◆ **What you should do**
Among the lines below, keep only those from the one containing "the black ear tuft" through the one containing "of the whisker", and reproduce them exactly.

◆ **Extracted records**
★ ★ ★ ★ ★
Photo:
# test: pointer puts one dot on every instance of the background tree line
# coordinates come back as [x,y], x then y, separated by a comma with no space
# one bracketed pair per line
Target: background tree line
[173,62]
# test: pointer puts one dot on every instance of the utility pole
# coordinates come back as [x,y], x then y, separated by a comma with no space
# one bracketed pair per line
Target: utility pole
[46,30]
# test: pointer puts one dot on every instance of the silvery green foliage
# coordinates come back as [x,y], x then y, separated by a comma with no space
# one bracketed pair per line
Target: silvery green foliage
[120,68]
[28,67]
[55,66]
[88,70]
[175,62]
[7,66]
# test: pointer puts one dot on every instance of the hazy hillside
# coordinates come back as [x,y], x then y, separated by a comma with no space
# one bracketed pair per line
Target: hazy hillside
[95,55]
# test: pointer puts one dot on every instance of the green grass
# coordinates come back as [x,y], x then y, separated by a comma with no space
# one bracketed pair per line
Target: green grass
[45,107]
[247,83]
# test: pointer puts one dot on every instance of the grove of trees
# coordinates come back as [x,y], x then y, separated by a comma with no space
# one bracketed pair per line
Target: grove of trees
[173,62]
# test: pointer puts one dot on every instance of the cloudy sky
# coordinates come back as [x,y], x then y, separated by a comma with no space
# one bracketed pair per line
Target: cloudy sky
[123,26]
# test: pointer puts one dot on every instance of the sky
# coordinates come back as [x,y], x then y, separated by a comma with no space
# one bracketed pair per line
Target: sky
★ ★ ★ ★ ★
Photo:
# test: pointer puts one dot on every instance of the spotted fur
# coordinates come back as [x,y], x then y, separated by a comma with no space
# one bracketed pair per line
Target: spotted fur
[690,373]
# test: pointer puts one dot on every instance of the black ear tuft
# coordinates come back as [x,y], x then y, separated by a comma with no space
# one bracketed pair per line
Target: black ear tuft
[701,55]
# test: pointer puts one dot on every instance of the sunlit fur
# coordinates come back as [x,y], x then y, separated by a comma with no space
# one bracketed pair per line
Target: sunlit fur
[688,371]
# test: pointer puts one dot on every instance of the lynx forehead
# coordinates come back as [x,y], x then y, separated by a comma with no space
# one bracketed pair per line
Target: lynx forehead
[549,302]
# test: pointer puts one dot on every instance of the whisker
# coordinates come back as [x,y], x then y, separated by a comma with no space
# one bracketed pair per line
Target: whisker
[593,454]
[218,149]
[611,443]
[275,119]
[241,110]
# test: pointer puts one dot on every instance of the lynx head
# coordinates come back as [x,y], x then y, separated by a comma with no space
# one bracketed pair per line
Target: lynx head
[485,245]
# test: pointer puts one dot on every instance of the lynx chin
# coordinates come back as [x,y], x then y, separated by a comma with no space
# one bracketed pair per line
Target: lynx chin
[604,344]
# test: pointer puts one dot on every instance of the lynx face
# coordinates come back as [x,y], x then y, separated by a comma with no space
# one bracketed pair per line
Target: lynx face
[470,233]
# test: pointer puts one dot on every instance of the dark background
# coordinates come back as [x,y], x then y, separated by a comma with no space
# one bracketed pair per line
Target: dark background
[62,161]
★ ★ ★ ★ ★
◆ **Reply to the task**
# test: pointer puts one dot on every instance of the black ear tuft
# coordinates come back as [x,y], x then y, separated by a comma with no space
# one bracketed pair per line
Target: black ear tuft
[701,55]
# test: pointer puts one dot on every instance of the sunlit fur
# coordinates come back as [x,y], x then y, separated by a comma with no space
# one bracketed pair per line
Target: sunlit fur
[688,371]
# test: pointer puts one dot on every instance of the lynx forehead
# coordinates come back as [x,y], x then y, separated by a comma with no space
# one bracketed pair per line
Target: lynx forehead
[549,302]
# test: pointer puts one dot on every instance of the whisker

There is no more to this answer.